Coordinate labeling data
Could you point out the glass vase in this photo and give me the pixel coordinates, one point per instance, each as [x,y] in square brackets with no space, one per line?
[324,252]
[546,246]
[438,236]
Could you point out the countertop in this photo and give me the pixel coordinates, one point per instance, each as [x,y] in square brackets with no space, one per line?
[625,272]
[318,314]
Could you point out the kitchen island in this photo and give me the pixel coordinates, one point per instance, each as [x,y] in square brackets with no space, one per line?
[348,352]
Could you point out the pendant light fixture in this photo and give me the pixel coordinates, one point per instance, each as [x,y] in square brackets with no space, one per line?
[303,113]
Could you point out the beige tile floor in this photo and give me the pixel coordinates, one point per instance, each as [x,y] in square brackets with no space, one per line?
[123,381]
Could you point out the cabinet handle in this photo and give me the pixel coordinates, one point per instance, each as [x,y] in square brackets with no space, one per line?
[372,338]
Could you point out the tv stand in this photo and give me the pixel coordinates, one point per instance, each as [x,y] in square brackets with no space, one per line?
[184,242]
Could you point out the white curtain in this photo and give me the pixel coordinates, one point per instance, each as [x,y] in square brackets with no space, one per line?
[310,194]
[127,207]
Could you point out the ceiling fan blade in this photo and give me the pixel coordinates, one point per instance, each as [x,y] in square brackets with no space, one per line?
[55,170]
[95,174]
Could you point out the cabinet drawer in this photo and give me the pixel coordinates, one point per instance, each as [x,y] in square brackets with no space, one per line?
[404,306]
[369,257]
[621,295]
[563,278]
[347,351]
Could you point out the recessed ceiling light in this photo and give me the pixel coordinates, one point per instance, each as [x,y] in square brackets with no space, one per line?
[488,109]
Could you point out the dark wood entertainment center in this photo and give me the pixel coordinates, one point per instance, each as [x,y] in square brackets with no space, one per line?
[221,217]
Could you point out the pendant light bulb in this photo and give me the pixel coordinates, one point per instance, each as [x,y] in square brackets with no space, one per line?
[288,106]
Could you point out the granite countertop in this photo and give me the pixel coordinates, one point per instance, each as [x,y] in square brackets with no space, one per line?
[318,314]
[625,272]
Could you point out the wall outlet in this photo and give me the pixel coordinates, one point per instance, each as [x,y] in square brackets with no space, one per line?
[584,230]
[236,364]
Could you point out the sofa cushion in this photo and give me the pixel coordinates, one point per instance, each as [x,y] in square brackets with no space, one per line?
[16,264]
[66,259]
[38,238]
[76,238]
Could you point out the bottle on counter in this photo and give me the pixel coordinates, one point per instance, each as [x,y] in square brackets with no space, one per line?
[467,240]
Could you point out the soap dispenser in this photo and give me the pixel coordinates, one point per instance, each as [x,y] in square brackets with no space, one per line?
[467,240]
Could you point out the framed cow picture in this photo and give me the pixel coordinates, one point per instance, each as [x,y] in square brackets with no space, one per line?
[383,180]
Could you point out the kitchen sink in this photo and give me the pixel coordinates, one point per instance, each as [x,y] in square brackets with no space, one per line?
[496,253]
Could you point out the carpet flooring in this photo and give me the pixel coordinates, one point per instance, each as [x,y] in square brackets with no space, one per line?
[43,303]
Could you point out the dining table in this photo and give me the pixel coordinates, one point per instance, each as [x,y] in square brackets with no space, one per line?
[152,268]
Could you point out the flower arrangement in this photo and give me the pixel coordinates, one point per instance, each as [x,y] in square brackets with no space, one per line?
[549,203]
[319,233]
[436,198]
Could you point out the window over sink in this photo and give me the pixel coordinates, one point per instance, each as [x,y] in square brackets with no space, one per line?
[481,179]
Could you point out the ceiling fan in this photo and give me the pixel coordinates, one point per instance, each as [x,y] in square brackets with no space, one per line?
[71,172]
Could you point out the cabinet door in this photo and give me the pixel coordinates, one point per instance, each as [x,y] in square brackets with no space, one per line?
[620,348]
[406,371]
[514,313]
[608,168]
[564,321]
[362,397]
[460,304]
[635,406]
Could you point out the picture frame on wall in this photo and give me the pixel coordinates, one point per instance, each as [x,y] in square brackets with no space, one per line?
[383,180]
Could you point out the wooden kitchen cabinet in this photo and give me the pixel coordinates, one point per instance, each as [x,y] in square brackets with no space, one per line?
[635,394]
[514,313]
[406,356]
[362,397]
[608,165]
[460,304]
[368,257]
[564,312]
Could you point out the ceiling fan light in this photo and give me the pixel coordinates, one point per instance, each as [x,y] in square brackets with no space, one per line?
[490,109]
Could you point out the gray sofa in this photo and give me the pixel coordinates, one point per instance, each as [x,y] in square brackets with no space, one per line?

§ **DIRECTIVE**
Quote every line of the data, word for word.

§ **RESULT**
Could you point out the glass vase in this photo and give me the pixel coordinates, one point per instance, each as [x,y] in square brackets with no space, one per line?
[324,252]
[546,246]
[438,236]
Could you point out the countertop in this photo and give me the pixel coordinates, one point per instance, each as [x,y] in square brackets with no space, one per line?
[625,272]
[318,314]
Could you point out the kitchen island in this photo and give me the pixel coordinates, one point per instance, each as [x,y] in square brackets with no space, one per line?
[348,352]
Could you point out the pendant light fixture in this photo and give me the pixel coordinates, one point per instance, each as [x,y] in square brackets with no space, one per line?
[303,113]
Could you point out the beige tile floor in this photo and give me the pixel coordinates, one point per instance, each as [x,y] in square brackets with no space, one per line?
[123,381]
Could you point out the cabinet handle in this photo and give me the pixel coordinates, one point per instance, each as [x,y] in square brackets with no space, one per line?
[372,338]
Could you point out the tv stand in this photo and give me the pixel coordinates, one point per instance, each as [x,y] in square brackets with no space, one per line?
[184,242]
Could you point out the white curtain in this photo and give me the pixel coordinates, one point per instance, each as [x,y] in square brackets with no space, one per line?
[310,194]
[127,207]
Could you point out the ceiling fan blade in this photo and give me the pixel coordinates, one point per instance, each as [x,y] in square brackets with no space, one per line?
[55,170]
[95,174]
Could you point out the cabinet drawer in this photo and give me the pixel coordinates, one point per instance, each as [x,y] in square brackets with no space, one per line?
[404,306]
[369,257]
[621,295]
[563,278]
[347,351]
Could you point out the recessed ceiling light in this photo and give me the pixel coordinates, one point per instance, each as [x,y] in square brackets with no space, one per line?
[488,109]
Could you point out the dark wood entertainment center in this photo and give me the pixel coordinates, one point per instance, each as [x,y] in square brackets with no space, one per line?
[221,217]
Could you point out the pendant light bulb in this photo and give me the pixel coordinates, one point per instance, each as [x,y] in square brackets with no space, one per line?
[288,106]
Could you point out the granite countertop in this photo and give me the pixel coordinates, one point per instance, each as [x,y] in square brackets with no space, one per line?
[318,314]
[625,272]
Could you point out the wall outlet in this photo and give me the pixel coordinates, one point per instance, each as [x,y] in square brackets with no space, one per line?
[584,230]
[236,364]
Could you point out the sofa cushion in this photo and give me the pixel coordinates, one point per instance, each as [x,y] in square brackets with no space, one per line?
[16,264]
[66,259]
[38,238]
[76,238]
Could you point out the bottle on counter in this photo and give me the pixel coordinates, one point per instance, each as [x,y] in square brackets with no space, one per line?
[467,240]
Could you point out the soap dispenser in this photo and give me the pixel coordinates, one point per instance, each as [x,y] in square brackets with no space, one per line?
[467,240]
Could you point out the framed cow picture in this photo and give me the pixel coordinates, one point per instance, each as [x,y] in square brackets with no space, one per line?
[383,180]
Could you point out the kitchen sink in this photo and give me the pixel coordinates, one point per instance, each as [x,y] in square brackets with no space, one per line?
[496,253]
Could you point out the carpet flooring in this photo and give me the pixel coordinates, one point per instance, each as [x,y] in square brackets with no space, one per line?
[43,303]
Could you point out the dining table in this photo and give me the pixel coordinates, one point per instance, each as [x,y] in square brackets with no space, one per line?
[152,268]
Could you point out the flower arrangement in this photo and give me the pixel coordinates, one point per instance, each as [x,y] in square brackets with no space, one per line?
[549,203]
[319,233]
[436,198]
Could you point out the window over sink in this photo and give me the pixel coordinates, one point per instance, each as [x,y] in square brackets with no space, one per line?
[481,179]
Could you point out the ceiling fan in this photo and give me the pixel coordinates, one point per instance, each as [x,y] in square brackets with no space, one per line?
[71,172]
Could you point out the cabinet door in this photo and give me the pixel coordinates, one point per instance, each as [x,y] in square brackets with no space, one per line?
[620,348]
[406,371]
[514,313]
[608,168]
[564,321]
[362,397]
[460,304]
[635,406]
Could you point out the picture frame on wall in this photo and give me the pixel coordinates, one point per instance, each as [x,y] in square brackets with no space, one per line?
[383,180]
Could you point out the wooden kitchen cabinet in this photo and give me the pixel coordinates, one point per instance, each as [x,y] in square brackets with no space, one per line?
[635,394]
[514,313]
[406,356]
[362,397]
[608,165]
[460,304]
[368,257]
[564,312]
Could you point out the ceiling fan light in this photo and give me the pixel coordinates, one point per instance, each as [x,y] in square brackets with no space, one per line?
[490,109]
Could you point out the gray sofa in this photo and give me the pixel coordinates, one point per instance, each as [x,y] in square brackets with no space, one per line?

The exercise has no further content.